Written exercise 1 —
In the listing, reproduce the lines from the one containing "task: segment the **dark hockey jersey**" through the end of the listing, switching "segment" to "outline" and leaving everything else unchanged. Omit the pictures from your answer.

Selected passage —
____

But after the postcard scenery of the boat ride, my introduction to island life was jarring. I was bumped and jostled around the ferry terminal, had my arms and bags grabbed at by elderly porters with severe, down-turned faces. Dubious offers of assistance were made and rebuffed. A fisherman wagged a few crustaceans under my nose with what can only be described as menace. It was hardly the warm welcome I’d imagined. Sweating through the afternoon heat, struggling to find a hotel that, the owner assured me, was just a five-minute walk from the terminal, I found Stone Town’s confusing nettle of alleys—endlessly lauded for their “charm” by travel writers like me—to be a real pain in the ass.

Now it was Ikrima who came galloping down those same streets, tall and lean, a picture of Spartan health in a cut-off Nike T-shirt and white running shoes. When I’d enlisted him Ken assured me of his father’s house-hunting competence. Indeed, everything about Ikrima suggested a capable man, a tireless worker, an f—-er of other men’s wives. I laid down my conditions and he nodded quickly, digesting the particulars. A fully functioning kitchen. Natural light. A bit of elbow room after months of crowded buses and stuffy hotels. Yes, yes, he knew just the place. He led us briskly through the streets, working his cellphone like he was running a telethon. Motorbikes roared past, grave bearded men gripping the handlebars while their caftans whipped in the wind.

It was an exhausting afternoon. We visited dusty houses, forlorn houses, houses with stray, feral cats prowling through broken windows, looking hungry and abused. On the north end of town we came to a modern, gated, white-washed building with air conditioners thrumming in the windows—a sultan’s palace beside the day’s less palatable options. Upstairs Ikrima showed me the washer-dryer, the living room, the master bedroom about the size of a bowling alley. He showed me the kitchen, turning the faucets and watching me watch the water that came gushing out. It was almost too good to be true.

____

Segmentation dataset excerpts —
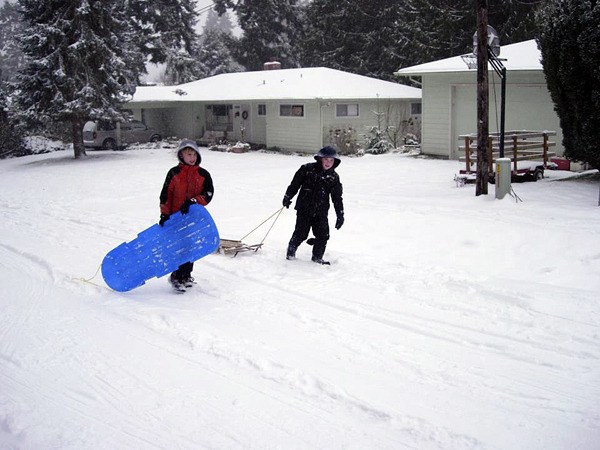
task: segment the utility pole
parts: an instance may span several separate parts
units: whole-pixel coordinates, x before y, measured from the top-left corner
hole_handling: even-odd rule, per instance
[[[475,195],[488,193],[488,0],[475,0],[477,8],[477,176]]]

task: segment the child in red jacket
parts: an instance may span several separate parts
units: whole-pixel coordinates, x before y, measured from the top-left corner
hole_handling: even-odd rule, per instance
[[[191,139],[184,139],[177,148],[179,164],[167,173],[160,192],[160,226],[169,220],[171,214],[181,211],[187,214],[194,203],[208,205],[213,197],[214,187],[210,173],[200,167],[200,150]],[[176,291],[185,292],[192,287],[194,263],[186,262],[171,274],[169,282]]]

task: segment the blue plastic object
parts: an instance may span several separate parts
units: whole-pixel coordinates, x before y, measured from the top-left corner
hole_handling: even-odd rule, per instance
[[[130,291],[213,253],[219,242],[219,231],[208,210],[192,205],[188,214],[172,214],[164,226],[152,225],[136,239],[108,252],[102,261],[102,277],[111,289]]]

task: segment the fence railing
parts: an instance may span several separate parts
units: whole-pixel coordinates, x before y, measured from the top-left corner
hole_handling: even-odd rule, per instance
[[[504,157],[510,158],[513,165],[513,171],[517,171],[517,163],[525,160],[543,160],[544,166],[548,164],[551,156],[556,156],[555,152],[550,152],[549,148],[554,147],[556,142],[550,141],[550,136],[556,136],[556,131],[506,131],[504,133]],[[463,134],[459,139],[464,143],[459,146],[464,156],[459,158],[466,165],[466,172],[471,173],[474,170],[471,166],[477,164],[477,134]],[[493,172],[493,164],[500,157],[500,134],[490,133],[487,145],[488,169]]]

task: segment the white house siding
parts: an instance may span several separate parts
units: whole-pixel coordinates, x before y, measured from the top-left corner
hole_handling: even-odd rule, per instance
[[[423,74],[423,153],[458,158],[458,136],[477,132],[476,72]],[[542,72],[508,72],[505,130],[551,130],[563,153],[562,132]],[[499,131],[501,82],[489,78],[490,132]],[[494,94],[495,91],[495,94]]]
[[[362,145],[365,136],[369,133],[371,127],[378,125],[377,116],[380,115],[382,128],[387,125],[394,127],[400,126],[402,120],[413,119],[417,124],[415,129],[407,130],[409,132],[420,132],[418,126],[420,115],[411,114],[411,104],[421,103],[421,99],[414,100],[390,100],[380,99],[379,101],[360,101],[360,100],[333,100],[331,102],[322,102],[323,110],[323,145],[333,144],[330,139],[330,131],[348,130],[352,128],[355,131],[357,141]],[[337,104],[358,104],[359,115],[356,117],[337,117]],[[388,117],[389,115],[389,117]],[[404,138],[404,135],[401,136]]]
[[[280,117],[281,104],[304,105],[304,117]],[[321,148],[320,107],[315,100],[282,100],[267,102],[267,148],[313,153]]]
[[[251,142],[256,144],[267,143],[267,116],[258,115],[258,105],[266,105],[266,102],[256,102],[252,104],[252,132]],[[269,110],[267,109],[267,114]]]
[[[204,131],[204,109],[197,103],[146,103],[131,108],[136,119],[163,136],[199,138]]]

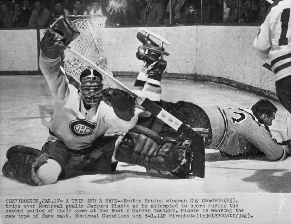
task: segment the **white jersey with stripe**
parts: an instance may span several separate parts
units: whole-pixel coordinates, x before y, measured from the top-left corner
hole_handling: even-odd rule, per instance
[[[271,133],[258,122],[251,110],[202,108],[211,125],[212,142],[208,149],[231,155],[259,150],[273,161],[286,157],[284,148],[273,141]]]
[[[48,140],[61,140],[69,149],[79,150],[90,147],[110,127],[126,131],[135,125],[136,114],[130,121],[125,121],[103,101],[86,110],[76,85],[60,71],[60,59],[48,58],[42,52],[40,59],[41,71],[55,100]]]
[[[291,0],[276,0],[260,27],[254,46],[269,53],[276,81],[291,75]]]

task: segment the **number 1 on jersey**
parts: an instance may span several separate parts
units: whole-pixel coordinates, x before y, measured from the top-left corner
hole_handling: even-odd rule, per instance
[[[290,9],[284,9],[281,14],[281,22],[282,22],[281,36],[279,39],[279,46],[283,46],[288,44],[288,39],[286,37],[288,30],[288,22],[290,17]]]

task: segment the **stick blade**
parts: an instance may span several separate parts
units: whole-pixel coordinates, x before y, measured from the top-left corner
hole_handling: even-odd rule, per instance
[[[178,131],[181,132],[186,138],[191,141],[194,148],[192,175],[204,178],[205,174],[205,149],[203,138],[184,124],[181,125]]]
[[[144,27],[141,27],[139,29],[138,31],[140,33],[141,33],[142,32],[144,32],[146,34],[149,34],[152,36],[153,37],[154,37],[155,38],[160,40],[162,42],[165,43],[167,45],[170,44],[170,42],[168,40],[167,40],[165,38],[164,38],[163,37],[159,35],[157,33],[156,33],[155,32],[147,29],[146,28],[145,28]]]

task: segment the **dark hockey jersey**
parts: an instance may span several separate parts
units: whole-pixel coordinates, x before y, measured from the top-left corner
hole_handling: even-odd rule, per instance
[[[42,52],[40,59],[41,71],[55,101],[48,140],[61,140],[69,149],[79,150],[90,147],[109,128],[126,131],[135,125],[136,114],[130,121],[124,121],[103,101],[97,108],[86,110],[78,89],[60,71],[60,59],[49,59]]]

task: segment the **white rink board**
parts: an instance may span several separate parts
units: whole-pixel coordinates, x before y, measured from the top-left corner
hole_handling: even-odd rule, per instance
[[[36,30],[0,30],[0,71],[37,71]]]

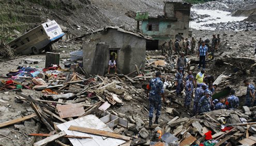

____

Written exercise 2 —
In the Stone Town passage, list everything that Ikrima is said to have shown the narrator upstairs in the gated building.

Problem solution 1 —
task: outline the **dark hockey jersey**
parts: an instance may span several separate parts
units: whole-pixel coordinates, x before y, measured from the top-left corner
hole_handling: even-odd rule, per instance
[[[42,52],[40,59],[41,71],[55,101],[48,140],[61,140],[69,149],[79,150],[90,147],[109,128],[126,131],[135,125],[136,114],[130,121],[124,121],[103,101],[97,108],[86,110],[78,89],[60,71],[60,59],[49,59]]]

task: outline the **white rink board**
parts: an instance may span several separate parts
units: whole-pixel coordinates, x before y, measured from the top-left corner
hole_handling: even-odd rule, per instance
[[[36,30],[0,30],[0,71],[37,71]]]

Problem solution 2 —
- the washer-dryer
- the living room
- the master bedroom
- the kitchen